> Short task
Repeat the data verbatim.
━━━━━━━━━━━━━━━━━━━━
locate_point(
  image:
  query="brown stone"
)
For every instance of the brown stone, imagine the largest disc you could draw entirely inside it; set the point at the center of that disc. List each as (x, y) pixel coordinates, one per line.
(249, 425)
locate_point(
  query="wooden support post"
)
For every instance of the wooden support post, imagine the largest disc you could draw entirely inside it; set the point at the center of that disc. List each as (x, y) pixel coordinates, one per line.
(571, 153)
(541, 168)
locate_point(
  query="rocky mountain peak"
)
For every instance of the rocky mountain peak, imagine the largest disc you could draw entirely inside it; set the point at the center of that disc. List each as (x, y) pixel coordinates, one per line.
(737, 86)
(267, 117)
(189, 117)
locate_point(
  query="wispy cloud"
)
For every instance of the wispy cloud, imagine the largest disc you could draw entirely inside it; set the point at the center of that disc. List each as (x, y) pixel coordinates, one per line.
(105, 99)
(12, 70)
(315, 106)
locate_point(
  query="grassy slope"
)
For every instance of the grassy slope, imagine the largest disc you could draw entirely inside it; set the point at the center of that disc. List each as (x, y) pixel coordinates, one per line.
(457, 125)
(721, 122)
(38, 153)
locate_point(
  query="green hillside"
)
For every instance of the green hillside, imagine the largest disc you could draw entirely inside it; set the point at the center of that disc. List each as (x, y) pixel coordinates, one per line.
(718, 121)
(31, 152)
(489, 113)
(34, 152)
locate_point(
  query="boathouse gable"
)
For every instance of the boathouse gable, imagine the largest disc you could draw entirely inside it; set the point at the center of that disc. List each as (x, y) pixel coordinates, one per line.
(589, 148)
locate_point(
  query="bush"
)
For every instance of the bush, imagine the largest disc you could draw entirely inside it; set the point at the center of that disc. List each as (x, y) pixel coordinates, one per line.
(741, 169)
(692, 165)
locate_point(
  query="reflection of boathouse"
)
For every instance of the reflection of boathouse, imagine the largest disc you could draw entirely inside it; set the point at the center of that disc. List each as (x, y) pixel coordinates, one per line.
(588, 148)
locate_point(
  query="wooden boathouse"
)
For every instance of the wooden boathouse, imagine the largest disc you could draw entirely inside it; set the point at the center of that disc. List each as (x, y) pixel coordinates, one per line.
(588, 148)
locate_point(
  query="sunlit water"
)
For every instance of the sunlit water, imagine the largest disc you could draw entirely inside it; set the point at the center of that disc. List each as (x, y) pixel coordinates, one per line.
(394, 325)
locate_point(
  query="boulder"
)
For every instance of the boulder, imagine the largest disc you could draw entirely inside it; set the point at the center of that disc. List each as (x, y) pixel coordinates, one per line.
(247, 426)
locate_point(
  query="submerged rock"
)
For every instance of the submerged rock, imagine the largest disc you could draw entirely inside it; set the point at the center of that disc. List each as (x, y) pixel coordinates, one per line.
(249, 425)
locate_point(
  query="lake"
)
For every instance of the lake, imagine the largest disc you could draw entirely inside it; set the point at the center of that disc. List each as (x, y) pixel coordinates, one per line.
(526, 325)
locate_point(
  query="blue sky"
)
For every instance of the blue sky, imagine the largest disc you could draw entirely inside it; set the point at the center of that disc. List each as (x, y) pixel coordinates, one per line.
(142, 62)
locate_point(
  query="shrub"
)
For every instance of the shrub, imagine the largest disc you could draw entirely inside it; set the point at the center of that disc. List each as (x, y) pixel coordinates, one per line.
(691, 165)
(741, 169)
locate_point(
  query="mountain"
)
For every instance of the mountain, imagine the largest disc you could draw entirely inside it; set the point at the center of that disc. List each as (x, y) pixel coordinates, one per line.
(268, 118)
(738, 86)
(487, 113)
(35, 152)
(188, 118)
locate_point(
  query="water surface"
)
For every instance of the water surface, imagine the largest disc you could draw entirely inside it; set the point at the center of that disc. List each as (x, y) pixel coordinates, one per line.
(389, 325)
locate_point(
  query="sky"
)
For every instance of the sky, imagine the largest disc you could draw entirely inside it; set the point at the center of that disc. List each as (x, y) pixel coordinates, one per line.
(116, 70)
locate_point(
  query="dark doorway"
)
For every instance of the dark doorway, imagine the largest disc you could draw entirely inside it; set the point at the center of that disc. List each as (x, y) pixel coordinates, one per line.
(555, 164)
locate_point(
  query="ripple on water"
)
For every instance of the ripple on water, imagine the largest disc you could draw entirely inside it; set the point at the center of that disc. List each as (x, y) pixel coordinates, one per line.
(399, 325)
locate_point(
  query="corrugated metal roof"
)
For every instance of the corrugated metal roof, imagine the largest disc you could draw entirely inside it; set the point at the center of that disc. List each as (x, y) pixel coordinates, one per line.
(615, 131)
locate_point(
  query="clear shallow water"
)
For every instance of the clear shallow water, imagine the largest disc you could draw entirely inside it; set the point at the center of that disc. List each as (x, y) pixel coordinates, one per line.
━━━━━━━━━━━━━━━━━━━━
> Exercise answer
locate_point(
  image:
  query="brown stone"
)
For every instance of the brown stone, imagine the largest disc you could draw entirely inside it; set the point at the center of that disc. List each as (x, y) pixel coordinates, one per line.
(249, 425)
locate_point(
  query="wooden support post"
)
For every instance of the wooden support post, imagine the largest disc you could draw entirely inside it; set the point at the center of that disc. List each as (x, y) pixel coordinates, one per line.
(571, 153)
(541, 168)
locate_point(
  query="rocky mountain peak"
)
For every instance of the rocky mountain peak, imagine the largest disc you could draw entirely inside it; set the point at the center of that disc. List each as (x, y) pixel coordinates, one per line.
(737, 86)
(267, 117)
(189, 117)
locate_point(
  query="wispy cloud"
)
For every instance of the wispy cloud, imagine the largest disc you could draw entirely inside it; set the point at the center of that disc. List each as (x, y) pixel coordinates, one per line.
(105, 99)
(12, 70)
(315, 106)
locate_point(
  query="grassy slope"
)
For every instance of the grassy slope, imagine the largest disc you could draw entirely inside it; set the point at the center of that disc. List each as (x, y) pixel coordinates, one per line.
(457, 125)
(721, 122)
(38, 153)
locate_point(
  query="green hillside"
)
For every instance of the green hillside, imagine the largest disc you could draw entirely inside it; set the point at the center of that disc. List each as (x, y) pixel coordinates, one per line.
(718, 121)
(31, 152)
(489, 113)
(34, 152)
locate_point(
  query="boathouse gable"
)
For every instance of the boathouse gable, imagine the largest disc you could draw entirely inside it; set the point at the center of that disc. List each as (x, y) pixel coordinates, one per line.
(589, 148)
locate_point(
  query="bush"
)
For every instance of the bush, imagine the largest disc you could draw entirely inside it; set the point at the center of that disc. List each as (x, y) pixel coordinates, one per line.
(741, 169)
(692, 165)
locate_point(
  query="reflection of boathouse"
)
For every instance of the reflection of boathouse, imagine the largest disc you could draw entirely inside it; set the point at the center of that disc. List each as (x, y) pixel coordinates, one per line.
(588, 148)
locate_point(
  query="wooden boathouse"
)
For every instance of the wooden boathouse, imagine the largest disc you could draw entirely inside it; set the point at the center of that disc. List each as (x, y) pixel coordinates, one per line.
(588, 148)
locate_point(
  query="sunlit water"
)
For every instance of the sunlit water, imagine the largest disc you could draw entirely inside it; set the point at the center of that disc. List each as (x, y) pixel coordinates, one per line.
(394, 325)
locate_point(
  query="boulder"
)
For every instance of the boulder, imagine the largest disc you could draw entirely inside it; set the point at the center of that disc. List each as (x, y) pixel coordinates, one per line.
(247, 426)
locate_point(
  query="submerged rock"
)
For every instance of the submerged rock, imagine the largest disc you could draw entirely inside it; set the point at the center of that disc. List each as (x, y) pixel coordinates, one per line.
(249, 425)
locate_point(
  query="lake"
)
For every instance of the lake, imagine the largest disc you could draw entirely inside it; set the point at the center of that disc. List each as (x, y) pixel coordinates, one per line.
(526, 325)
locate_point(
  query="blue sky"
)
For every instance of the blue sky, imagine the largest disc you could draw entirely inside it; set the point at the center of that disc. List each as (x, y) pixel coordinates, one per line.
(142, 62)
locate_point(
  query="shrub"
)
For every instance of the shrub, imagine the largest disc you could draw entirely inside it; set the point at the center of that disc. List each as (x, y) pixel coordinates, one per line.
(691, 165)
(741, 169)
locate_point(
  query="mountain"
)
For every instance of the mountain, imagine the largest disc you could draw entirely inside it; set the point at the center of that disc. List each as (x, y) pixel coordinates, one per line.
(268, 118)
(738, 86)
(487, 113)
(35, 152)
(188, 118)
locate_point(
  query="water surface"
)
For every instance of the water surface, imagine the largest disc you could draw entirely inside it; set the point at the center of that disc. List each as (x, y) pixel coordinates, one per line.
(389, 325)
locate_point(
  query="sky"
)
For every instance of the sky, imagine the largest disc you could draw entirely inside it; set the point at the center of that disc. List each as (x, y) pixel coordinates, one per line.
(116, 70)
locate_point(
  query="dark doorway"
)
For every instance of the dark doorway, imagine the largest disc you could draw entirely inside it; set the point at the center of that disc. List each as (x, y) pixel coordinates, one per line.
(555, 164)
locate_point(
  query="ripple on water"
)
For every instance of the ripple on water, imagine the largest disc you could draw entirely inside it; set the point at the center of that disc. List each as (x, y) pixel coordinates, one per line.
(399, 325)
locate_point(
  query="corrugated metal roof"
)
For every instance of the corrugated metal roof, imagine the largest disc you could draw entirely inside it; set the point at the center of that disc. List each as (x, y) pixel coordinates, one per line.
(615, 131)
locate_point(
  query="clear shallow water"
)
For every instance of the clear shallow water, imagine the largest disc you could draw entirely inside it; set the point at the center of that disc. List each as (x, y) pixel coordinates, one per line.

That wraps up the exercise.